§ **EXERCISE TASK**:
Set each entry down verbatim, omitting images.

§ **MATERIAL PROVIDED**:
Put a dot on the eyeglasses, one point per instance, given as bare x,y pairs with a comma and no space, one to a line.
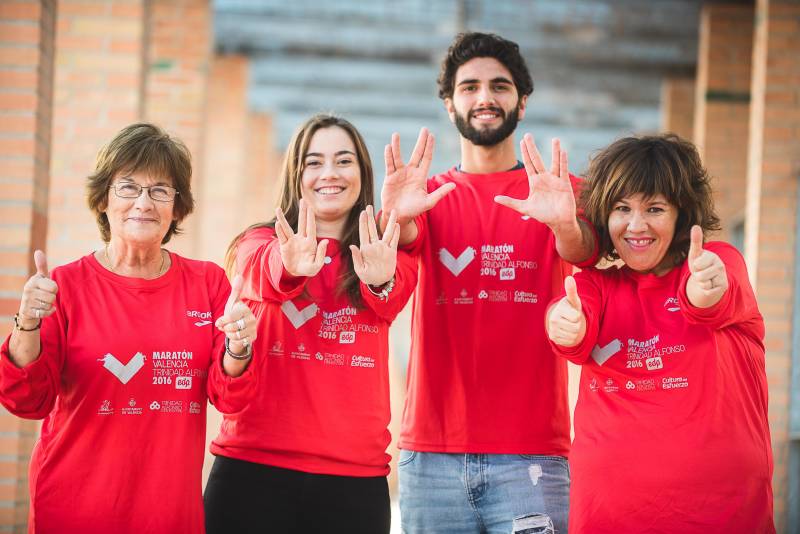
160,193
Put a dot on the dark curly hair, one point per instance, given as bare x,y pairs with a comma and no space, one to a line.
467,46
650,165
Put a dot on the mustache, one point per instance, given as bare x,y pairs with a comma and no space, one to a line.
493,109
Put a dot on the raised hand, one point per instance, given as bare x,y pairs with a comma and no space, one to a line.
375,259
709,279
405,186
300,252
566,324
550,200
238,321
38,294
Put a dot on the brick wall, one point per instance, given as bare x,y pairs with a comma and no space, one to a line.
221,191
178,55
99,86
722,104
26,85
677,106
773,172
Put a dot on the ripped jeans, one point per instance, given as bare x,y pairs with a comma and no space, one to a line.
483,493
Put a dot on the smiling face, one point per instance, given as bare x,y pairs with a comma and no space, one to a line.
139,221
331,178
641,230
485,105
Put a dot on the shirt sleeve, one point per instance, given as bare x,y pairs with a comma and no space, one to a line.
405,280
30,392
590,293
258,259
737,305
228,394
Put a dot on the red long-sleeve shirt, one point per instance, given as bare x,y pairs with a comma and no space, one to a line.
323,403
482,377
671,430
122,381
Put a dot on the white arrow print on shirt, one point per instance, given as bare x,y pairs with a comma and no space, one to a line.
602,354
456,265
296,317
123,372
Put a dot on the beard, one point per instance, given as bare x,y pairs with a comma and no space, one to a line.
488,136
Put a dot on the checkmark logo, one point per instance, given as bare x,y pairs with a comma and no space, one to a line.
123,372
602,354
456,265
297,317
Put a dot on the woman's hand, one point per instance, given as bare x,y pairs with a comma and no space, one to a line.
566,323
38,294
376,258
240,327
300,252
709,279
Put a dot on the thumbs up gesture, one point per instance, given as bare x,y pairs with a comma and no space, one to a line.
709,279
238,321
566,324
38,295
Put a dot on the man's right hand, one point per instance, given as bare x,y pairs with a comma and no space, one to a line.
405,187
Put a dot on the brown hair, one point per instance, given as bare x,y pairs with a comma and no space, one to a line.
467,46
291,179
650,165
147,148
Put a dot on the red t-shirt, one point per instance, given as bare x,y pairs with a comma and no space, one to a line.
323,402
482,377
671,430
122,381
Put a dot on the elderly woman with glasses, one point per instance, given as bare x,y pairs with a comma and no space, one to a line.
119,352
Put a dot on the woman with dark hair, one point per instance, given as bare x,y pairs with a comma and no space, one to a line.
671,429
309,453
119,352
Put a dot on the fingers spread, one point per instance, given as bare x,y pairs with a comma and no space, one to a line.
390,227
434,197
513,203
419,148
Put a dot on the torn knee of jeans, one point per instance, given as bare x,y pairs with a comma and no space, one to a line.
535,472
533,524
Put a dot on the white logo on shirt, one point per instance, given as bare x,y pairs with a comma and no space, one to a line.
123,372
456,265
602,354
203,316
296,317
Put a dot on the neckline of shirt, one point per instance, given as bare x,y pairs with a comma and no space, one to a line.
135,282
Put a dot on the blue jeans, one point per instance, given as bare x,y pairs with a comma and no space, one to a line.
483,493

§ **RESPONSE**:
Put a dot on the eyeglasses, one point per instance, given as bare x,y pairs with a comma and no space, one to a line.
160,193
Put a dot on the dark curly hair, one point per instance, given as bare x,y pairs with a comma and no space, one to a line.
467,46
650,165
Put a dot on the mustache, one point per instance, given as bare x,y pairs with a comma and no space, one to a line.
493,109
Put a dot on the raised hand, one point per instance, given as bare x,y pairs with a comma and no space, one to a line.
375,259
709,279
405,186
300,252
566,324
550,200
238,321
38,294
Put a dot on the brick wall, one point per instance, given as bare x,y pairs with a comma and no space, one to a line.
221,191
178,55
99,86
722,104
26,85
677,106
773,172
Put a dot on the ripped jeans, one point per instance, given as bare x,y pairs with a comma and no space, one to a line.
483,493
Put a dot on the smiling face, one point per instance, given as bare x,y pairs with a comma and no space, one to a line.
139,221
331,178
641,230
485,105
Put a dot on the shirt sleeve, one point per instance, given as bare x,y pairs with a comma and no space, one to a line.
405,280
30,392
590,293
258,259
737,305
228,394
Put a dot on the red long-sleeve shirt, one point per instance, given as bare x,y pairs with a comma and no space, one to a line.
323,403
482,377
671,430
122,381
Put a dot on the white arrow print on shirt, one point per instance, given as bare x,y pairs with a comma and no space, one to a line.
602,354
456,265
296,317
123,372
Put a dot on the beard, one point per instance, given as bare x,y pairs with a comma and no space, one to a line.
488,136
Put a dot on the checkmark logo, one point per instance, given as bare x,y pairs with a comma and no space, one to a line.
123,372
602,354
456,265
297,317
Put a dot on the woman's hand, one point per instance, given as bare x,y pairs with a comma and no space, one to a line.
566,323
38,294
376,258
240,327
300,252
709,279
Put a dot on the thumbs up gesture, one point per instance, given as bare x,y pairs with a comma and no space, one to a line.
709,279
238,321
566,324
38,295
Put a dot on the man's right hand, one point per instance, given as bare x,y pairs with a comma and no space, one to a line.
405,187
Put a dot on the brown hair, one point per instance, given as bare x,y pairs with a comma and no space, one to a line.
467,46
291,179
650,165
147,148
Put a dot on the red t-shirt, one point per instance, given as bare x,y pairs with a comma and no space, one to a line.
323,402
482,377
671,430
122,381
Put a dot on the elderly woman with glasses, one point per instance, given as bare x,y pairs with a comma and no space, one to a line.
119,352
Put a dot on the woman with dark hair, one point per instance, given as bare x,y pairs with a comma and no space, one to a line.
671,429
309,453
119,352
Put a dot on the fingers spread, one point per instance, given as bare x,y pairs with a comma and no space, one to a line.
390,227
434,197
513,203
419,148
Put a dot on the torn knee of jeans, one point per instance, given as bare x,y pairs with a comma and no space, one to a line.
535,472
533,524
Put a dot on the white logo on shirt, one point per instance, given as bare x,y pairs with a comma and no space, one to a line.
123,372
456,265
602,354
203,316
296,317
Put a dot on the neckline of shirt, one point per instance, given as bare x,y pairs with a comma and no space, one to a line.
135,282
Put a dot on the blue jeans, one point per instance, given as bare x,y pairs with a comma and no space, one to a line.
483,493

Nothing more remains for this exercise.